Instructions to follow — Your task is to restate the data word for word.

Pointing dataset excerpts
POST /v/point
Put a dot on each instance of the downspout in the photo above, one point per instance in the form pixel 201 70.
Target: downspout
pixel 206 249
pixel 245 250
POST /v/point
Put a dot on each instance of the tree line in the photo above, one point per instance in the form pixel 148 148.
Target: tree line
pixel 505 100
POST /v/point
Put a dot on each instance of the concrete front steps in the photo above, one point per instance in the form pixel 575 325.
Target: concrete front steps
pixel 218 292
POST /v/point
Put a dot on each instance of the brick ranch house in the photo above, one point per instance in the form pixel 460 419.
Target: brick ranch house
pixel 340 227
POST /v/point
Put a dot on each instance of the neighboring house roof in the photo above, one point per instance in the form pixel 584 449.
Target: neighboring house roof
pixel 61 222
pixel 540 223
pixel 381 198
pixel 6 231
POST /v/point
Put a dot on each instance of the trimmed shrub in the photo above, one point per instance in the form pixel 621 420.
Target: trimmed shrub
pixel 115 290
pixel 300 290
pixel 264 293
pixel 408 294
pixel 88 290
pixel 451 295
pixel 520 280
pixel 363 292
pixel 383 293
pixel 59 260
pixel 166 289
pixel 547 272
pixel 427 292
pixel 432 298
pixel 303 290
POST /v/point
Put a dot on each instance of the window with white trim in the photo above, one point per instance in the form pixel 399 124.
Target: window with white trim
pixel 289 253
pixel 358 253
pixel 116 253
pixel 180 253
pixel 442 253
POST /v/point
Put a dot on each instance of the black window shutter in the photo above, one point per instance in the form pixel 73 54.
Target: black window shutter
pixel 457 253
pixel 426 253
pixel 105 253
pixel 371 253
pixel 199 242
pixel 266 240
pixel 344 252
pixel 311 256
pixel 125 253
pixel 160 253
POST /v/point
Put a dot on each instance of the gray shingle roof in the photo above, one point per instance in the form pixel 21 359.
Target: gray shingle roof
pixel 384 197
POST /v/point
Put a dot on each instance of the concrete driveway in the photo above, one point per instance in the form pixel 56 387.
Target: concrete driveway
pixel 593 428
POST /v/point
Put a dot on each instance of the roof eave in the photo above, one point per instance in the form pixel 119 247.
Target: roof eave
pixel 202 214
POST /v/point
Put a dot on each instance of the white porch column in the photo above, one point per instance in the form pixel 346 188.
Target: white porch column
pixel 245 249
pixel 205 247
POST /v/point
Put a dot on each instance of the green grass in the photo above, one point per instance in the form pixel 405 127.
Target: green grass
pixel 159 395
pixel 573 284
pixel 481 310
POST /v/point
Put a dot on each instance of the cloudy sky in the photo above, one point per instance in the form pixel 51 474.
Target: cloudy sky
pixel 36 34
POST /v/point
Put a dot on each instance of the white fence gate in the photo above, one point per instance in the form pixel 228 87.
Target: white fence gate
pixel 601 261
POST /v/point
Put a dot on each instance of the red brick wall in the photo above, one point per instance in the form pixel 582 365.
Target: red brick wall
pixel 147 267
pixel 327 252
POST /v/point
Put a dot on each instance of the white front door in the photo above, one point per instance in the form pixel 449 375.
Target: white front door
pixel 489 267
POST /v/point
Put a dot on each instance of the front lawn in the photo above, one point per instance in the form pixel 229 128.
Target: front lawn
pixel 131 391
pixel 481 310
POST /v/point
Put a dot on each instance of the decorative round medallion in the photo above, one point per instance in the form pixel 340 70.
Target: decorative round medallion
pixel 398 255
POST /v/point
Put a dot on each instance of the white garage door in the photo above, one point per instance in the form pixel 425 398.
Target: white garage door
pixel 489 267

Answer —
POST /v/point
Put a dot on each instance of the downspout in the photo above, one point per instance in the form pixel 201 70.
Target: downspout
pixel 206 249
pixel 245 250
POST /v/point
Put a dot on each instance of the tree line in the photo above, one point per instance in the form pixel 148 148.
Target: tree line
pixel 505 100
POST /v/point
Put a dot on each instance of the concrete front steps in the photo above, one point per instance in the form pixel 575 325.
Target: concrete front steps
pixel 218 292
POST /v/point
Put a dot on each instance of the brick ranch house in the photo above, one point per instance in the form pixel 460 419.
Target: brick ranch house
pixel 340 227
POST /v/point
Put a dot on each instance of the neighboring house roof in the photo above, one point per instance in the form pixel 584 449.
Target: neighboring house roof
pixel 61 222
pixel 540 223
pixel 381 198
pixel 6 231
POST /v/point
Put a dot on each instance of the trimmed shrub in the photo above, one point per instance in the form pixel 621 420.
Target: trimmed shrub
pixel 115 290
pixel 300 290
pixel 264 293
pixel 408 294
pixel 88 290
pixel 451 295
pixel 520 280
pixel 363 292
pixel 383 293
pixel 59 260
pixel 166 289
pixel 547 272
pixel 427 292
pixel 432 298
pixel 303 290
POST /v/point
Put a dot on each instance of the window with white trim in the photo above, one point per instance in the form pixel 399 124.
Target: window with white trim
pixel 289 253
pixel 358 253
pixel 116 253
pixel 180 253
pixel 442 253
POST /v/point
Put a dot on each instance of the black window shutter in the photo above, one point per instance in the form pixel 73 54.
Target: black window shutter
pixel 457 253
pixel 426 253
pixel 105 253
pixel 371 253
pixel 199 242
pixel 266 240
pixel 344 252
pixel 311 256
pixel 125 253
pixel 160 253
POST /v/point
Put a dot on each instance of the gray shingle roof in the photo above, one point per instance in the form pixel 21 359.
Target: gray shingle roof
pixel 384 197
POST /v/point
Put a dot on each instance of the concrete driveway in the photo above, one point per instance in the form pixel 56 387.
Target: concrete driveway
pixel 593 428
POST /v/point
Put a dot on each instance of the roof eave in the photo above, one point per instance in the form pixel 119 247.
Target: roof eave
pixel 202 214
POST /v/point
Put a dot on each instance of the white porch column in the photo above, one point per instance in the form pixel 346 188.
Target: white porch column
pixel 245 249
pixel 205 247
POST /v/point
Put a dot on each instance of the green grass in the photo above, one point per instance in the form pixel 405 127.
Target: green grass
pixel 159 395
pixel 573 284
pixel 481 310
POST /v/point
Put a dot on each instance of the cloudy sky in the photo above, one point per instance in the form pixel 51 474.
Target: cloudy sky
pixel 36 34
POST /v/point
Put a dot on each instance of the white fence gate in the photo above, one point per instance in the form pixel 228 87.
Target: white fence gate
pixel 601 261
POST /v/point
Put a dot on each instance of the red brick wall in the photo above, one point per instance in the form pixel 582 365.
Target: red brick wall
pixel 147 267
pixel 327 252
POST /v/point
Put a dot on each instance of the white front door in the photo above, one point per instance in the form pixel 449 375.
Target: white front door
pixel 489 267
POST /v/point
Put a dot on each instance of the front lawn in the photo above, one point per instance in the form pixel 229 128.
Target: front lawn
pixel 131 391
pixel 481 310
POST /v/point
Put a dot on each instance of the decorative round medallion in the photo above, one point per instance in the form pixel 340 70.
Target: decorative round medallion
pixel 398 255
POST /v/point
Put a dot on each instance of the white garage door in the photo above, one point per instance in the form pixel 425 398.
Target: white garage door
pixel 489 267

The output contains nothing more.